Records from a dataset
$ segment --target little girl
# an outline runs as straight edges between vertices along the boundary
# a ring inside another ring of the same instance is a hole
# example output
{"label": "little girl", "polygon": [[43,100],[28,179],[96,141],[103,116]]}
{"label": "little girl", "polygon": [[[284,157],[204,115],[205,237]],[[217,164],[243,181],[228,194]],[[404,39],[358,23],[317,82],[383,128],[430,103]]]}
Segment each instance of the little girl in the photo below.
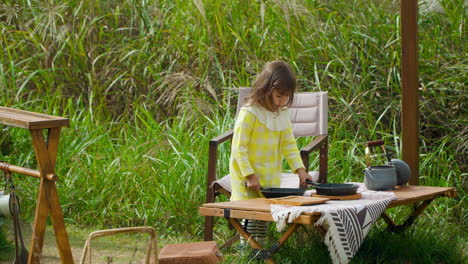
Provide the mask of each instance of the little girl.
{"label": "little girl", "polygon": [[[289,117],[295,90],[296,76],[282,61],[266,64],[255,81],[234,126],[229,163],[232,201],[263,197],[261,187],[279,187],[283,157],[301,184],[312,180],[299,155]],[[248,220],[246,226],[263,245],[267,222]]]}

Problem details » The expected result is an exact transcription of the lines from the one containing "Provide the mask" through the end of the records above; please include both ends.

Solution »
Provide the mask of each instance of the little girl.
{"label": "little girl", "polygon": [[[289,117],[295,90],[296,76],[282,61],[266,64],[255,81],[234,126],[229,163],[232,201],[263,197],[261,187],[279,187],[283,157],[301,184],[312,180],[299,155]],[[248,220],[246,226],[263,245],[267,222]]]}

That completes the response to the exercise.